> TEXTE FOURNI:
● ● ● ● ● ● ●

Comment ne pas aimer ‘Hanouka ? Pour moi, cette année, la fête des lumières rimait plutôt avec de la pâte collante incrustée dans le Kenwood, l’huile de friture qui stagne toute la nuit dans la sauteuse, et les fioles à vider et à remplir jour après jour. Déjà épuisée et surmenée par le quotidien, cela s’annonçait davantage comme une série de tâches supplémentaires à effectuer qu'à un moment de joie…
Pour ne rien arranger, je ne pouvais plus voir mes enfants en peinture. Chaque journée était un spectacle répétitif de disputes, bagarres et cris. J’avais souvent l’impression d’être coincée dans une journée sans fin où le scénario était toujours le même. Qui plus est, dès le lendemain, les enfants seraient en vacances pour trois jours. Il fallait trouver une échappatoire et vite !
Le lendemain matin, la première chose que je vois : les produits que je réservais à une collecte alimentaire depuis des mois, étalés aux quatre coins de la cuisine ! Sans réfléchir, j’ai lancé aux enfants d’un ton décidé : « Mettez-moi tout ça dans un sac ! On part à Jérusalem à la recherche d’une famille qui pourrait en avoir besoin pour ‘Hanouka ! »

● ● ● ● ● ● ●

> JEU DE DONNÉES:

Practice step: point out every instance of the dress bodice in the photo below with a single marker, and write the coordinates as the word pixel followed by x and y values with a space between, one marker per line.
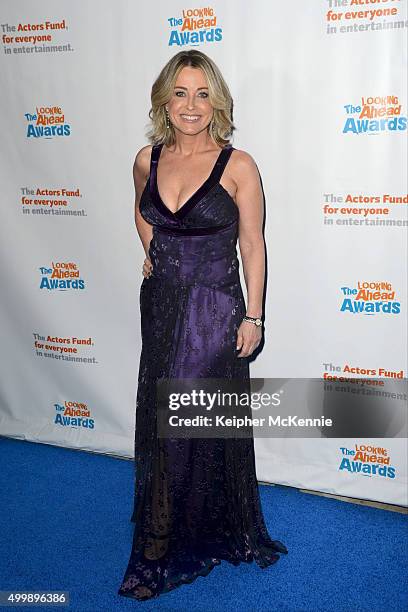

● ● ● ● ● ● ●

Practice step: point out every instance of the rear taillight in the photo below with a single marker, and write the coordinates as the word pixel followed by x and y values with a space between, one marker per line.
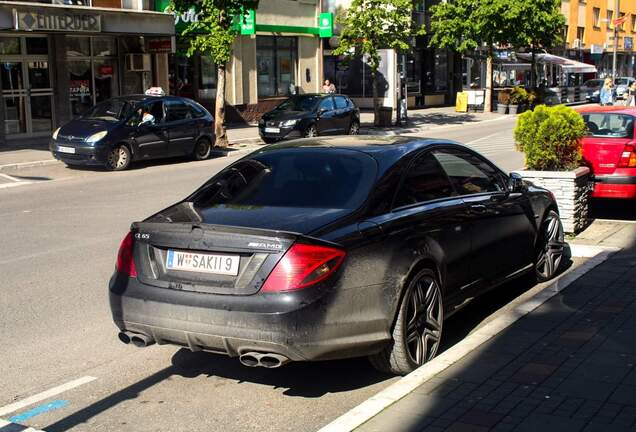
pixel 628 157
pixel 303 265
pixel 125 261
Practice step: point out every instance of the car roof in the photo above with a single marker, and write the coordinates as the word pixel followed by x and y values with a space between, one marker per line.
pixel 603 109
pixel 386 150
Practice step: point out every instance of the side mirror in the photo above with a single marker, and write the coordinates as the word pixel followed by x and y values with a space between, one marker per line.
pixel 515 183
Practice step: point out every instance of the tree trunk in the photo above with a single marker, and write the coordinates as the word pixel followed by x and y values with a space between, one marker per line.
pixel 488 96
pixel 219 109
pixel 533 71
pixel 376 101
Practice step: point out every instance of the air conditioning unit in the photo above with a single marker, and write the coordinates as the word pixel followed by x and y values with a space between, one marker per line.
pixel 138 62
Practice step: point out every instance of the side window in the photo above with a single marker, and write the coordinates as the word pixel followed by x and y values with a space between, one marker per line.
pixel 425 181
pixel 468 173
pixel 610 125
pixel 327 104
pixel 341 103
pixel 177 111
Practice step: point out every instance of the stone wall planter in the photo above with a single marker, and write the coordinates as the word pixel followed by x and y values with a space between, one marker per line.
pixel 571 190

● ● ● ● ● ● ●

> CONSIGNE DONNÉE 1: Reproduisez le passage du récit sur ‘Hanouka qui va de « Comment ne pas » jusqu'à « échappatoire et vite ! » inclus.
> CONSIGNE DONNÉE 2: D'après le récit sur ‘Hanouka, pendant combien de jours les enfants allaient-ils être en vacances ?
> CONSIGNE DONNÉE 3: Poursuivez le récit sur ‘Hanouka à partir de l'endroit où il s'arrête.

> RÉPONSE ATTENDUE 1:
Comment ne pas aimer ‘Hanouka ? Pour moi, cette année, la fête des lumières rimait plutôt avec de la pâte collante incrustée dans le Kenwood, l’huile de friture qui stagne toute la nuit dans la sauteuse, et les fioles à vider et à remplir jour après jour. Déjà épuisée et surmenée par le quotidien, cela s’annonçait davantage comme une série de tâches supplémentaires à effectuer qu'à un moment de joie…
Pour ne rien arranger, je ne pouvais plus voir mes enfants en peinture. Chaque journée était un spectacle répétitif de disputes, bagarres et cris. J’avais souvent l’impression d’être coincée dans une journée sans fin où le scénario était toujours le même. Qui plus est, dès le lendemain, les enfants seraient en vacances pour trois jours. Il fallait trouver une échappatoire et vite !

> RÉPONSE ATTENDUE 2: Pendant trois jours.

> RÉPONSE ATTENDUE 3:
Aussitôt dit, aussitôt fait : nous voilà dans le bus, un caddie chargé de courses à nos pieds, les enfants débordant de joie, et moi surprise mais soulagée par cette idée lumineuse de sortie. Maintenant il va falloir user d’improvisation et transmettre le goût de la découverte et de l’aventure sinon c’est l’échec assuré !
Je décide de tout miser sur la Siyata Dichmaya (l’aide du Ciel) : Hachem guidera nos pas et orchestrera cette journée au mieux ! Notre mission commence : trouver une famille nécessiteuse à qui offrir nos victuailles. On demande à l’épicerie du coin, aux femmes que je croise, s’ils connaissent une famille dans le quartier dans le besoin. Aucune réponse positive, tout le monde semble riche d’un coup !
Dès les premières minutes de notre expédition, je remarque une chose étonnante : aucune dispute. Pas de « Maman, il m’a poussé ! » ou de « Pourquoi c’est toujours lui qui décide ? ». À la place, les enfants regardent avec leurs regards pétillants chaque découverte. Je leur montre les ‘Hanoukiot dans des boîtes en verre empilées les unes sur les autres devant des immeubles. On n’en a jamais vu autant réunies en un seul endroit ! Des Yéchivot et des Collelim (centres d’étude de Torah) tous les vingt mètres : « J’étudierai là-bas ! », « Non, moi ici ! », s’exclament mes fils avec enthousiasme. Je n’avais pas à répéter deux fois les choses. Un simple « Regardez là-bas ! » suffisait pour qu’ils se précipitent !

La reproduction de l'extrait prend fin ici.